_Work to be completed_:
Output the records exactly, with no line skipped.

_Exercise material_:

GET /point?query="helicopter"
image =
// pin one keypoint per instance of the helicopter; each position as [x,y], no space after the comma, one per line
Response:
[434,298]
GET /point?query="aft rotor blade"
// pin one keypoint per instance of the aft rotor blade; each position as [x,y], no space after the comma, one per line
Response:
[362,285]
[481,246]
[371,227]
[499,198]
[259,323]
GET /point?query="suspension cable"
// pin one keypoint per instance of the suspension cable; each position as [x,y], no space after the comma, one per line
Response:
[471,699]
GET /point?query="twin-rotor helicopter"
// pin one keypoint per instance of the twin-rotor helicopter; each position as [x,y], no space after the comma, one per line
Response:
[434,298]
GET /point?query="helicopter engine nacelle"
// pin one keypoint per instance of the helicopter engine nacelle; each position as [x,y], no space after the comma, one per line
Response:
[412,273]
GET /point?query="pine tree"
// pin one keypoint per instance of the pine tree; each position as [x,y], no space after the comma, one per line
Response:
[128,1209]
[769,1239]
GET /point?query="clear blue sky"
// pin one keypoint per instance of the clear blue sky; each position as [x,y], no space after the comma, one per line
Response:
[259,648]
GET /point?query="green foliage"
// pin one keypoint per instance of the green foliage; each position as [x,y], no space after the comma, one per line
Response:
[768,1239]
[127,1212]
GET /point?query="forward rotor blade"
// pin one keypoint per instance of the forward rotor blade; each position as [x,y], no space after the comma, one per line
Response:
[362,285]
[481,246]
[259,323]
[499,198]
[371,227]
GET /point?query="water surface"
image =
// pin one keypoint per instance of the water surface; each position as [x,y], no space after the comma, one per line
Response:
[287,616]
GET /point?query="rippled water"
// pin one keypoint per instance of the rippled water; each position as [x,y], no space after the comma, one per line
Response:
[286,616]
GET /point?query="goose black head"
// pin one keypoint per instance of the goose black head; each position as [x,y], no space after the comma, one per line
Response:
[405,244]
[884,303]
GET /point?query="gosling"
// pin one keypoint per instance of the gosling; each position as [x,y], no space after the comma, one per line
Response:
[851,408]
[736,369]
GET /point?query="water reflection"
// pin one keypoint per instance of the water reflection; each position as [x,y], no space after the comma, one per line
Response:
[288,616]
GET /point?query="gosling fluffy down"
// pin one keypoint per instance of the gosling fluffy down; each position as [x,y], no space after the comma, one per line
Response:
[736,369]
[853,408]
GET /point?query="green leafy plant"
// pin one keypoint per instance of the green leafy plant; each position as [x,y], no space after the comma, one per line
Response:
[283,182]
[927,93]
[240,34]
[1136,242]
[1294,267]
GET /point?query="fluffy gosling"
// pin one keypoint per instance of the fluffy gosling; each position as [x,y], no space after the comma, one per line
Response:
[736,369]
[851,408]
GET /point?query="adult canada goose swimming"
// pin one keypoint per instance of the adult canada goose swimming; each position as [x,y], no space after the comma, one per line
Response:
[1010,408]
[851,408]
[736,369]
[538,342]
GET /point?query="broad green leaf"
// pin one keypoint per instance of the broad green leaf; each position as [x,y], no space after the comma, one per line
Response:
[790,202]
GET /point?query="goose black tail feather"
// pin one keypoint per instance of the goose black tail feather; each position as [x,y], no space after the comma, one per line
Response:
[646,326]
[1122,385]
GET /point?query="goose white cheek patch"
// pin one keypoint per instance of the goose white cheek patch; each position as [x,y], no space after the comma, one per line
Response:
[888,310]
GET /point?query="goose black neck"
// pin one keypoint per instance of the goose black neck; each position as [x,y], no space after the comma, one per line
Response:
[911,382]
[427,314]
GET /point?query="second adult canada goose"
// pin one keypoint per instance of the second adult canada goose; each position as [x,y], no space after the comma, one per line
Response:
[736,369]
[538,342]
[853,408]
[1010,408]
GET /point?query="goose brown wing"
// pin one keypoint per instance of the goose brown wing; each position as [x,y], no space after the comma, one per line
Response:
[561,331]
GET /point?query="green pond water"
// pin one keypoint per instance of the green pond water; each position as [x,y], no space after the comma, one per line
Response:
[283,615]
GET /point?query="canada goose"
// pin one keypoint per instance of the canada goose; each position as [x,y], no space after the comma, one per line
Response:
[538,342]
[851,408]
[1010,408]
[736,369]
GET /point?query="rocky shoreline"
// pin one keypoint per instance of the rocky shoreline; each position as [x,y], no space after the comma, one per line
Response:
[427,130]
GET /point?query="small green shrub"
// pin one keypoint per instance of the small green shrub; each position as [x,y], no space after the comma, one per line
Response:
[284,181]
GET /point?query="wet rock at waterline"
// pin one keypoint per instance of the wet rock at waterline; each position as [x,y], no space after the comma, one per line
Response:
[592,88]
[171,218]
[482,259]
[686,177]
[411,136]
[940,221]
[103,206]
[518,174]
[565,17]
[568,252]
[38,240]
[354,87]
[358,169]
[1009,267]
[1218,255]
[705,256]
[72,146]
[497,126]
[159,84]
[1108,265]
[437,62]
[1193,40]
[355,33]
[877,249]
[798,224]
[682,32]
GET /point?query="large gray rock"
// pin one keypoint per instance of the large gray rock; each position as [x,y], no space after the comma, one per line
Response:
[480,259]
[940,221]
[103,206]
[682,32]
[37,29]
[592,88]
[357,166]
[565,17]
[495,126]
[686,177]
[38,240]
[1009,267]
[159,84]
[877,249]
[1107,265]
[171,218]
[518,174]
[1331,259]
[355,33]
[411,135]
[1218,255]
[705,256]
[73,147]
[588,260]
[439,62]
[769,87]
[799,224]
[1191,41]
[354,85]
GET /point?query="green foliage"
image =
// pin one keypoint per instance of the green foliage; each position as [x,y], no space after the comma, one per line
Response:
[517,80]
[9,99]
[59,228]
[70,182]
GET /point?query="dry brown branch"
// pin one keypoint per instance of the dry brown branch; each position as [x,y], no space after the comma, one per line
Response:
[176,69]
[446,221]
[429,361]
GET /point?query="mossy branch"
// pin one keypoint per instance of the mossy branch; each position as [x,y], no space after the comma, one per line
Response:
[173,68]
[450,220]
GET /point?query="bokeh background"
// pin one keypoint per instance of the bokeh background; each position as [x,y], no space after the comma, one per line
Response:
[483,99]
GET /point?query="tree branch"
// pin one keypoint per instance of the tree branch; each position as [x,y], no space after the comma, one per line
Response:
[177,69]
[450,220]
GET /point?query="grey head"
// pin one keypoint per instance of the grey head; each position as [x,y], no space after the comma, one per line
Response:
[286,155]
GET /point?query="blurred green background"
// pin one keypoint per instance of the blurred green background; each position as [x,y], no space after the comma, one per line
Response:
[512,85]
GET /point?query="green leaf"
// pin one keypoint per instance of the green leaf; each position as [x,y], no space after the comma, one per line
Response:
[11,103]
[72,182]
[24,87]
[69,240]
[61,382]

_Reply to the task_:
GET /point?query="helicopter"
image =
// pin one keypoint per instance of the helicopter; each position as [x,y], no space after the comma, one per line
Response:
[434,298]
GET /point?query="aft rotor blade"
// pin one keypoint per instance of the aft rotor blade; each position as [x,y], no space after the comma, one per line
Response:
[362,285]
[481,246]
[371,227]
[499,198]
[259,323]
GET /point?query="suspension cable"
// pin one keypoint per instance of the suspension cable; each position as [x,y], no space after the comma, one per line
Response:
[471,699]
GET /point?query="twin-rotor helicopter"
// pin one keypoint per instance of the twin-rotor helicopter; each position as [x,y], no space after the comma, one per line
Response:
[434,298]
GET /point?query="helicopter engine nacelle"
// pin one keypoint per instance of the helicopter engine nacelle; each position as [x,y], no space after the comma, one per line
Response:
[412,273]
GET /point?query="pine tree"
// pin one keypoint per instance of the pine tree; each position as [x,y], no space after the comma, one per line
Response:
[128,1209]
[769,1239]
GET /point?query="clear blue sky"
// pin one keypoint per instance of the clear blue sky; each position as [x,y], no space after the comma, one per line
Response:
[259,648]
GET /point?query="green foliage"
// pin one keypoint per instance of the green foliage; each position as [x,y], no space after the comma, one per line
Response:
[768,1239]
[127,1212]
GET /point?query="forward rotor blade"
// pin one keypoint per instance of the forward rotor blade; each position as [x,y], no space after the comma, one per line
Response:
[362,285]
[481,246]
[259,323]
[499,198]
[371,227]
GET /point?query="water surface"
image =
// pin one keypoint per instance of the water surface; each position as [x,y], no space after the comma, one per line
Response:
[287,616]
GET /point?query="rippled water"
// pin one keypoint per instance of the rippled water; each position as [x,y], no space after the comma, one per line
Response:
[286,616]
GET /point?query="goose black head"
// pin one keypoint per instance of the goose black head; each position as [x,y], no space after the comma, one per line
Response:
[405,244]
[884,303]
GET /point?query="gosling"
// pin one keypoint per instance of the gosling; each position as [x,y], no space after the comma, one per line
Response:
[851,408]
[736,369]
GET /point?query="water reflection"
// pin one keypoint per instance of the water reflection; each position as [x,y], no space after the comma, one per line
Response:
[288,616]
GET /point?query="gosling fluffy down"
// pin one keypoint per instance of the gosling fluffy down; each position as [x,y], no space after the comma, one per line
Response:
[736,369]
[853,408]
GET /point?query="green leafy plant"
// pin one keypoint per instance of the green leafy plant; each position as [x,y], no space after the comma, one per line
Response:
[283,182]
[927,93]
[240,34]
[1136,242]
[1294,267]
GET /point?query="fluffy gosling"
// pin one keypoint per instance of the fluffy gosling; each position as [x,y], no space after the comma, one per line
Response:
[736,369]
[851,408]
GET /point?query="adult canada goose swimming"
// pin one keypoint per instance of the adult canada goose swimming; each position as [x,y], no space after the comma, one per line
Response:
[1010,408]
[851,408]
[736,369]
[538,342]
GET /point?query="broad green leaf"
// pin one keypoint per instance of the broad green leaf; each position as [x,y], no space after the comma, one per line
Response:
[790,202]
GET /point?query="goose black tail feather"
// pin one keypoint per instance of the goose black tail feather; each position as [x,y], no space after the comma, one per line
Response:
[646,326]
[1122,385]
GET /point?query="goose white cheek patch"
// pin one keypoint per instance of the goose white cheek patch; each position as [x,y], no space after the comma, one per line
Response:
[888,310]
GET /point?query="goose black neck"
// pin one keypoint per instance of the goose black neck; each position as [x,y], no space after the comma, one per line
Response:
[911,382]
[427,314]
GET /point?query="second adult canada goose"
// pin one keypoint per instance of the second adult canada goose; each position as [x,y], no space after the comma, one per line
Response:
[736,369]
[538,342]
[853,408]
[1010,408]
GET /point?query="goose brown wing"
// pin one keypoint per instance of the goose brown wing; each position as [x,y], no space after the comma, one per line
Response:
[561,331]
GET /point?query="green pond water"
// pin one keypoint per instance of the green pond water; each position as [x,y], no space after the comma, one per line
Response:
[283,615]
GET /point?query="canada goose"
// pin one keypoint per instance of the canada goose; each position as [x,y], no space after the comma, one per line
Response:
[538,342]
[851,408]
[1010,408]
[736,369]
GET /point?query="rocky shoreline"
// pin one keypoint per instance of the rocky shoreline; each position as [x,y], no space after the comma, one per line
Response:
[427,130]
GET /point?query="small green shrub"
// pin one keypoint per instance of the small green shrub; each position as [x,y], no space after the comma, one per line
Response:
[284,181]
GET /point?query="wet rock at waterline"
// pin one keypoint per instance of the wet rock at waterline; each position as [x,y], no space after the comma, one per line
Response:
[592,88]
[171,218]
[482,259]
[686,177]
[411,136]
[940,221]
[103,206]
[518,174]
[565,17]
[568,252]
[38,240]
[354,87]
[358,169]
[1009,267]
[1218,255]
[705,256]
[72,146]
[497,126]
[159,84]
[1108,265]
[437,62]
[1193,40]
[355,33]
[877,249]
[798,224]
[682,32]
GET /point?query="large gray rock"
// pin one keypoint per instance of the large gray rock; each position as [x,y], no space after the comma, one per line
Response:
[480,259]
[940,221]
[103,206]
[682,32]
[37,29]
[592,88]
[357,166]
[565,17]
[495,126]
[686,177]
[38,240]
[1009,267]
[159,84]
[877,249]
[1107,265]
[171,218]
[518,174]
[1331,259]
[355,33]
[411,135]
[1218,255]
[705,256]
[73,147]
[588,260]
[439,62]
[769,87]
[799,224]
[1191,41]
[354,85]
GET /point?query="green foliage"
image =
// pin one keypoint per instance of the green foliage; each position as [x,y], no space after the comma, one per line
Response:
[517,80]
[9,99]
[59,228]
[70,182]
GET /point?query="dry brown branch"
// pin one keypoint per instance of the dry brown branch; each position as [x,y], no space after the comma, one per line
Response:
[176,69]
[446,221]
[429,361]
GET /point?query="mossy branch"
// pin one keypoint per instance of the mossy branch; each position as [x,y], no space after the comma, one per line
Response:
[173,68]
[450,220]
GET /point?query="bokeh background"
// pin one keypoint per instance of the bokeh background; each position as [x,y], no space after the comma, one per line
Response:
[483,99]
GET /point?query="tree branch"
// pin one keypoint per instance of the tree branch; each position as [x,y], no space after the comma, one per line
Response:
[177,69]
[450,220]
GET /point?query="grey head"
// pin one keypoint per instance of the grey head; each position as [x,y], no space after the comma, one per line
Response:
[286,155]
GET /point?query="blurred green background"
// pin one keypoint per instance of the blurred green background; each position as [x,y], no space after the comma, one per line
Response:
[512,85]
GET /point?query="green leaf"
// pin one keypoint per instance of the green leaf; each position as [x,y], no space after the comma, one per line
Response:
[11,103]
[72,182]
[24,87]
[69,240]
[61,382]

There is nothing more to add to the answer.